__Provided information__
>>>
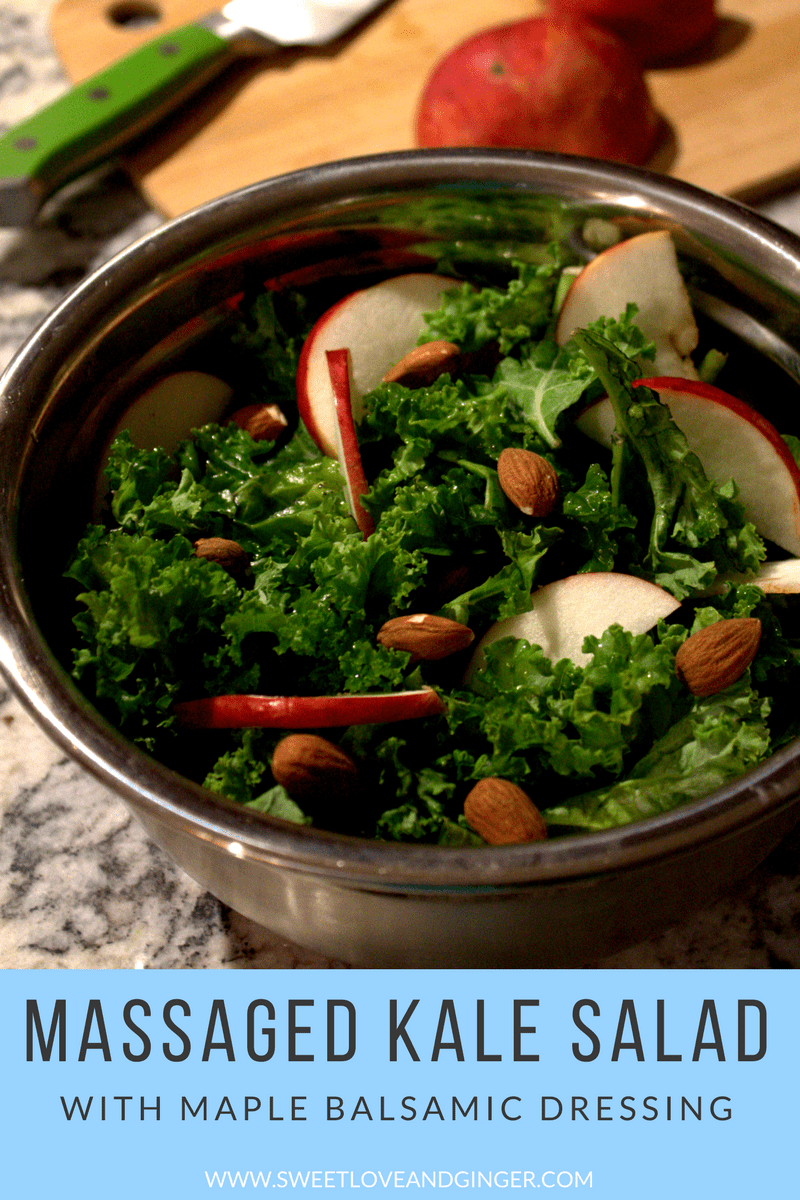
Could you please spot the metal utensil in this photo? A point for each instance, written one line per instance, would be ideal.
(95, 119)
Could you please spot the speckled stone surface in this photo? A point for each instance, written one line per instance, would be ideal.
(80, 885)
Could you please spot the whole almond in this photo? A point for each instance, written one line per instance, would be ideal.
(426, 637)
(714, 658)
(503, 814)
(226, 553)
(423, 364)
(311, 768)
(264, 423)
(529, 481)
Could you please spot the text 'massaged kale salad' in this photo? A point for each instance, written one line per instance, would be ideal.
(536, 607)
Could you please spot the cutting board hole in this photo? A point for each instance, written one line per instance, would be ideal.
(134, 13)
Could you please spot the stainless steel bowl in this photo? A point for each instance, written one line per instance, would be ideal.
(150, 310)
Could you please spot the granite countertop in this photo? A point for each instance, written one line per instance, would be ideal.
(80, 885)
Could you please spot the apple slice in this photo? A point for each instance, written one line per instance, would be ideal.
(379, 324)
(566, 611)
(643, 271)
(307, 712)
(168, 411)
(347, 442)
(732, 442)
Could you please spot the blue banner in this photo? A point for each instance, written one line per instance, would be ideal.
(611, 1084)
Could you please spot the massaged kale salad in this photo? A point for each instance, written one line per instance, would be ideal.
(593, 745)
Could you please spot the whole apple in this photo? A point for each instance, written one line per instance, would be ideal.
(656, 30)
(545, 83)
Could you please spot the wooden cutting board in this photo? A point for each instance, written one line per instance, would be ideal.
(735, 112)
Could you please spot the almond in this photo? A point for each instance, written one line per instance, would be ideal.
(264, 423)
(311, 767)
(503, 814)
(423, 364)
(529, 481)
(226, 553)
(714, 658)
(426, 637)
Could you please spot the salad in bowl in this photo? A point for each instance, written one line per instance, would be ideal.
(452, 561)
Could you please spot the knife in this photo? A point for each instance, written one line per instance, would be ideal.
(98, 117)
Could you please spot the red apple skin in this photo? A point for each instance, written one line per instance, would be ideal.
(541, 84)
(305, 407)
(697, 388)
(239, 712)
(656, 30)
(338, 366)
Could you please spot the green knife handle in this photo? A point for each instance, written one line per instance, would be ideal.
(91, 121)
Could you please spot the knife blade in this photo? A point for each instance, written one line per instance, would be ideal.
(97, 118)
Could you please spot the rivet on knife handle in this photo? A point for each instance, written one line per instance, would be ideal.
(91, 121)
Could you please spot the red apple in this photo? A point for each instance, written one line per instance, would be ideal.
(642, 270)
(379, 325)
(732, 442)
(306, 712)
(347, 442)
(656, 30)
(541, 84)
(565, 612)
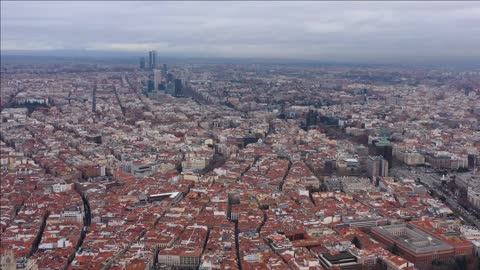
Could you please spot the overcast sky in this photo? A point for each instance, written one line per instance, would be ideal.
(357, 31)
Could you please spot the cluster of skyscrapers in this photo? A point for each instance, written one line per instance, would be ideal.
(162, 80)
(152, 61)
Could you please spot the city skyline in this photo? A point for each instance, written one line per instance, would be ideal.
(370, 32)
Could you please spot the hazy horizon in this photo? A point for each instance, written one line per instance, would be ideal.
(356, 32)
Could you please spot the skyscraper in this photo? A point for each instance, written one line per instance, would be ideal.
(152, 60)
(178, 87)
(164, 70)
(157, 77)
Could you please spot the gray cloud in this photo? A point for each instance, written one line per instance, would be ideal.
(310, 30)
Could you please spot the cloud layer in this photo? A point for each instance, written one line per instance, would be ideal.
(356, 31)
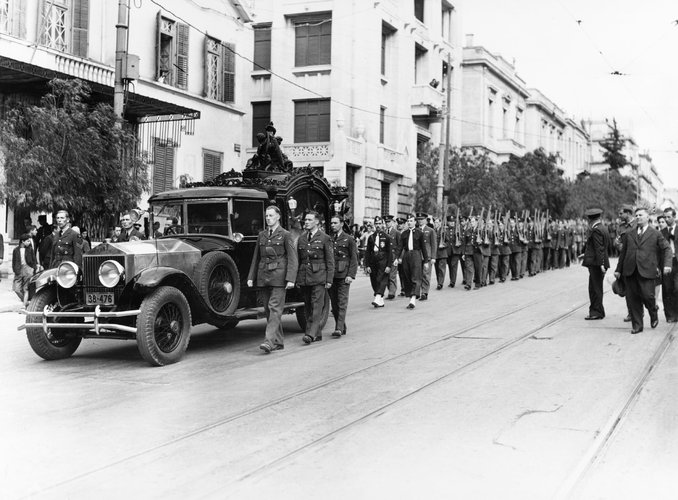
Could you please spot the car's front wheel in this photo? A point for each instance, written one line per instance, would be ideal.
(163, 326)
(57, 343)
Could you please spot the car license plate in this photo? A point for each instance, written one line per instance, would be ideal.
(99, 299)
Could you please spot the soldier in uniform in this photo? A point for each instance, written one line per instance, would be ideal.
(431, 245)
(442, 251)
(413, 259)
(315, 275)
(65, 244)
(596, 259)
(469, 250)
(378, 261)
(394, 235)
(274, 265)
(345, 270)
(455, 248)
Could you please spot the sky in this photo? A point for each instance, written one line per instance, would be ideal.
(569, 50)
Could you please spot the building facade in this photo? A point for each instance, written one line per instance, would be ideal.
(354, 87)
(184, 86)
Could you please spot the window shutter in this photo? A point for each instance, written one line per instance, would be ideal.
(182, 56)
(228, 58)
(80, 16)
(262, 48)
(205, 67)
(19, 18)
(301, 46)
(158, 31)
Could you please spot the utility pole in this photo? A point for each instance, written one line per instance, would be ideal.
(121, 29)
(444, 158)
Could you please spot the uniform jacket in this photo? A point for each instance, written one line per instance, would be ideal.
(418, 242)
(16, 259)
(644, 253)
(316, 259)
(430, 240)
(345, 256)
(275, 260)
(595, 251)
(381, 256)
(65, 248)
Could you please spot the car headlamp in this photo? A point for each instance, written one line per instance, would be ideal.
(110, 273)
(67, 274)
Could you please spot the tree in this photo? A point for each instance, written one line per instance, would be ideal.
(65, 154)
(614, 145)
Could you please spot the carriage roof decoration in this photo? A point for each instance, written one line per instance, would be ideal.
(270, 169)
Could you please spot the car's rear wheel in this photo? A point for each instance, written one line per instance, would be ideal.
(57, 343)
(218, 281)
(163, 326)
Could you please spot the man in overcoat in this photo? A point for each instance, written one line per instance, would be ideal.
(638, 263)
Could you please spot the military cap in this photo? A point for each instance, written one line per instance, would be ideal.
(593, 213)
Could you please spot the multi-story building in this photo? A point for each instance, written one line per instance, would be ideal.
(494, 104)
(502, 117)
(185, 94)
(354, 87)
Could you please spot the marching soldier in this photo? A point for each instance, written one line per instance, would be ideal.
(345, 270)
(378, 261)
(315, 275)
(394, 235)
(274, 265)
(442, 251)
(431, 246)
(455, 248)
(413, 257)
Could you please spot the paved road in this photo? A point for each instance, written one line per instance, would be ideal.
(500, 393)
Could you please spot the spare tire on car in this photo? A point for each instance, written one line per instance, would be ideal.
(218, 281)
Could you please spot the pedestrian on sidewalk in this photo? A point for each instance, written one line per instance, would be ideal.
(274, 266)
(24, 266)
(597, 261)
(639, 264)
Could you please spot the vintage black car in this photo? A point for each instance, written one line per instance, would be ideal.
(155, 290)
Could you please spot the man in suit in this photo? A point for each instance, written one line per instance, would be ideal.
(442, 251)
(670, 282)
(378, 261)
(639, 263)
(414, 258)
(24, 266)
(431, 243)
(315, 275)
(345, 270)
(394, 235)
(274, 266)
(597, 261)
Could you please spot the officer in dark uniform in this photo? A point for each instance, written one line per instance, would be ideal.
(65, 245)
(378, 260)
(316, 273)
(413, 258)
(596, 259)
(345, 270)
(274, 266)
(394, 234)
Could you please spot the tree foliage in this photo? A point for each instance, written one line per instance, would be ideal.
(66, 154)
(613, 146)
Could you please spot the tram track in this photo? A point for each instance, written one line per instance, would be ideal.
(334, 380)
(610, 429)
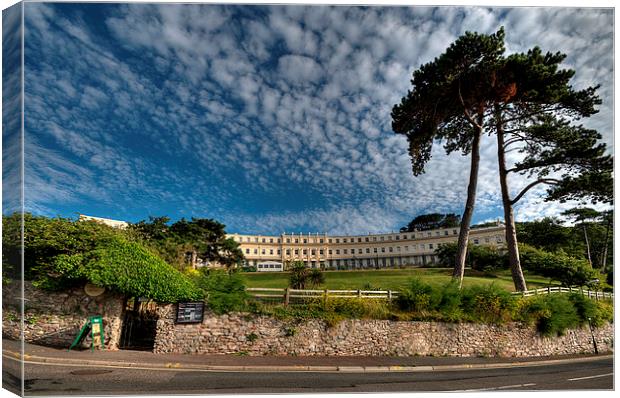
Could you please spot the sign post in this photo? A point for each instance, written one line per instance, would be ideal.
(94, 326)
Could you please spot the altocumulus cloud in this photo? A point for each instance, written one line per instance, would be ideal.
(267, 118)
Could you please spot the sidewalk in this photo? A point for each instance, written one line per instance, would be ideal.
(145, 359)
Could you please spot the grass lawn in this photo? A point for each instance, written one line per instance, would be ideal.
(392, 279)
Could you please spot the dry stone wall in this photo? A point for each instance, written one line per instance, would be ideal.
(54, 319)
(259, 335)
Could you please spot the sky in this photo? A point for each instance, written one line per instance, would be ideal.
(268, 119)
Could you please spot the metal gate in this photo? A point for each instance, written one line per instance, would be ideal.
(139, 327)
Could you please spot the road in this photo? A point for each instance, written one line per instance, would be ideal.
(50, 379)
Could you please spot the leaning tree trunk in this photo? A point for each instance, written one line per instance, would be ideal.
(461, 254)
(511, 231)
(585, 234)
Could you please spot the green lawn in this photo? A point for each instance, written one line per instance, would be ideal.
(392, 279)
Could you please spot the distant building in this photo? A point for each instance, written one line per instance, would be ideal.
(358, 251)
(106, 221)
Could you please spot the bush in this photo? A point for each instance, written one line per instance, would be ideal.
(418, 297)
(551, 313)
(129, 268)
(224, 292)
(567, 270)
(487, 303)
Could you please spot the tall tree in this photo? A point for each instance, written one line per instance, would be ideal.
(451, 100)
(533, 109)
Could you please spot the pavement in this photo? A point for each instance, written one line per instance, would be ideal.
(237, 363)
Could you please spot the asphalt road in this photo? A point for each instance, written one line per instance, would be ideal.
(48, 379)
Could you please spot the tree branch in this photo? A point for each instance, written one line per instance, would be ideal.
(533, 184)
(467, 115)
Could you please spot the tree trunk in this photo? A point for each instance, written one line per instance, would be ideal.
(511, 231)
(585, 234)
(604, 260)
(461, 254)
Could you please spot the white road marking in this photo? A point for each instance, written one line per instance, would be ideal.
(498, 388)
(591, 377)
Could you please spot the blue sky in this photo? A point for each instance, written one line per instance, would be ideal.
(268, 119)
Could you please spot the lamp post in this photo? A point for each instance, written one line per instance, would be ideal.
(592, 333)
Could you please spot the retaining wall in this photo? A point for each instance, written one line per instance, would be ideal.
(55, 319)
(259, 335)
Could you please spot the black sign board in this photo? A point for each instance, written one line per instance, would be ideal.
(190, 312)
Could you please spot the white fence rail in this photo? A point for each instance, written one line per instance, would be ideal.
(287, 294)
(557, 289)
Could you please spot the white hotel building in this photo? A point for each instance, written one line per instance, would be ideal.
(274, 253)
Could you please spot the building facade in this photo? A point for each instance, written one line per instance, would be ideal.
(359, 251)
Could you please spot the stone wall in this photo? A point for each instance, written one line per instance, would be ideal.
(259, 335)
(55, 319)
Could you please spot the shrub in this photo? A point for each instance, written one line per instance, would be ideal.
(224, 292)
(487, 303)
(551, 313)
(418, 296)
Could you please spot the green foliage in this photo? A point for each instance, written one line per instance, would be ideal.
(417, 297)
(426, 222)
(129, 268)
(487, 303)
(557, 266)
(480, 258)
(302, 277)
(183, 242)
(224, 291)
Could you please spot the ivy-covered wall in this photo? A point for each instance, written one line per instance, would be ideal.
(55, 318)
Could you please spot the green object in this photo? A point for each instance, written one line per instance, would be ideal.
(94, 326)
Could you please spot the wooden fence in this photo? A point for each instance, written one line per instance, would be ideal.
(557, 289)
(287, 295)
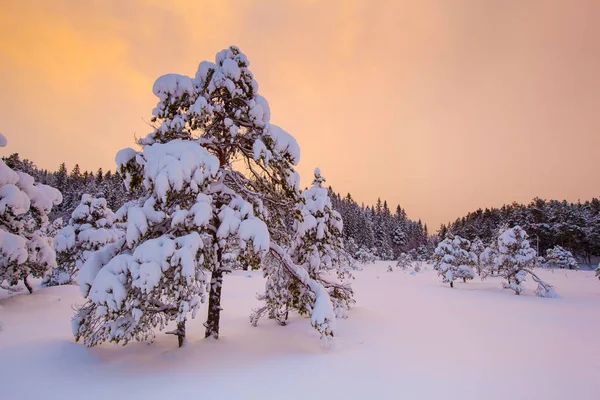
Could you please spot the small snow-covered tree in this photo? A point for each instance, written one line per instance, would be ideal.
(557, 257)
(25, 248)
(511, 256)
(365, 256)
(453, 259)
(404, 261)
(477, 248)
(317, 249)
(90, 228)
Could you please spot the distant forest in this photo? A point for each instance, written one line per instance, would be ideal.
(549, 223)
(375, 228)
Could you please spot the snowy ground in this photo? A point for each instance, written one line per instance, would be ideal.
(409, 337)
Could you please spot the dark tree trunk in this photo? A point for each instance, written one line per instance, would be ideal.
(27, 285)
(214, 304)
(181, 333)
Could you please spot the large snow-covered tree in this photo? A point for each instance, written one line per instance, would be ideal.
(453, 259)
(25, 248)
(220, 183)
(318, 249)
(90, 228)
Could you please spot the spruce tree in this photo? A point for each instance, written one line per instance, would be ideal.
(90, 228)
(318, 249)
(25, 248)
(453, 259)
(219, 182)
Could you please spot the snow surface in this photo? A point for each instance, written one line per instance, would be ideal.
(409, 336)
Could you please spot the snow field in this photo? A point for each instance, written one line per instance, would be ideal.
(409, 336)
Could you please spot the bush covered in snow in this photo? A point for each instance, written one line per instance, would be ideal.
(318, 249)
(90, 228)
(365, 256)
(557, 257)
(404, 261)
(511, 256)
(25, 248)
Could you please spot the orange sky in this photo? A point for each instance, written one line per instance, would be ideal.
(442, 106)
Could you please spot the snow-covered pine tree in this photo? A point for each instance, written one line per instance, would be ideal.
(557, 257)
(404, 261)
(365, 256)
(477, 248)
(513, 258)
(90, 228)
(317, 248)
(220, 181)
(25, 249)
(454, 260)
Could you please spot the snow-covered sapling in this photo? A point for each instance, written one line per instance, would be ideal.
(477, 248)
(404, 261)
(318, 250)
(25, 248)
(557, 257)
(453, 260)
(365, 256)
(513, 258)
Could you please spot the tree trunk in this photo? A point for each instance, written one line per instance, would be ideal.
(181, 333)
(214, 304)
(27, 285)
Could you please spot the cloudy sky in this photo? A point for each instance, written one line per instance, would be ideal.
(443, 106)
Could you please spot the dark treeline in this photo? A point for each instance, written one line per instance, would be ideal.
(387, 234)
(573, 226)
(374, 228)
(73, 184)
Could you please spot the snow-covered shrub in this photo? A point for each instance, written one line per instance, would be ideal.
(557, 257)
(90, 228)
(365, 256)
(404, 261)
(25, 248)
(220, 184)
(453, 260)
(477, 248)
(511, 256)
(317, 249)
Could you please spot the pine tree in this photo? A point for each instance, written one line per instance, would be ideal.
(557, 257)
(25, 248)
(318, 250)
(477, 248)
(90, 228)
(454, 260)
(219, 183)
(513, 258)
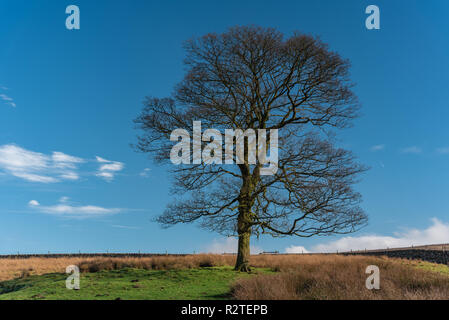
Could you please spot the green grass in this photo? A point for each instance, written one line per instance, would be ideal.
(195, 284)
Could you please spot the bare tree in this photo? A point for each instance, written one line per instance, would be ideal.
(254, 78)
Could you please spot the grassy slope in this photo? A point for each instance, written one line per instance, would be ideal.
(196, 284)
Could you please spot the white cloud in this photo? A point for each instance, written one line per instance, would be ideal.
(38, 167)
(109, 168)
(33, 203)
(145, 173)
(378, 147)
(412, 150)
(72, 211)
(62, 160)
(125, 227)
(228, 245)
(50, 168)
(296, 249)
(436, 233)
(8, 100)
(443, 150)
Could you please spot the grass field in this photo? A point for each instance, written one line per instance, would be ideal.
(211, 277)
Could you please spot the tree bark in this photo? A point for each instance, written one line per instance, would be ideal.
(243, 255)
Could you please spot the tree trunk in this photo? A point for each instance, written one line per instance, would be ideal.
(243, 255)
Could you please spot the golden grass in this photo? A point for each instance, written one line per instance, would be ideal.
(296, 276)
(343, 277)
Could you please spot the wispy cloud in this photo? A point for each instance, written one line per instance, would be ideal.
<<<
__Task objective__
What are the lines from the one with "Could you please spot the grassy" through the last line of the records above? Quote them exactly and add nothing.

__Solution for this exercise__
Could you please spot the grassy slope in this photo? A point for each instance, written one line per instance, would be ideal.
(196, 284)
Could you please spot the white cloud in this photo? A point for each instance, written one line per instance, would be ideal.
(38, 167)
(109, 168)
(33, 203)
(145, 173)
(378, 147)
(412, 150)
(72, 211)
(62, 160)
(125, 227)
(228, 245)
(50, 168)
(296, 249)
(436, 233)
(8, 100)
(443, 150)
Could you please spot the grass field in this photo? A point for each instance, written one line per instance, would be ideal.
(211, 277)
Could you please spot the tree bark in this photo? A point for each instance, written one line per instance, would be ideal.
(243, 255)
Could you please spot the tree trunk in this photo? A point for each instance, written one line per instance, would be ideal.
(243, 255)
Could you please spot the golden grass in this photo? A point for each instance, written one line per instance, would be ideal.
(296, 276)
(343, 277)
Could you please spot the wispy cloud in this photo? A point for each instance, written one line per instance, would be ideal.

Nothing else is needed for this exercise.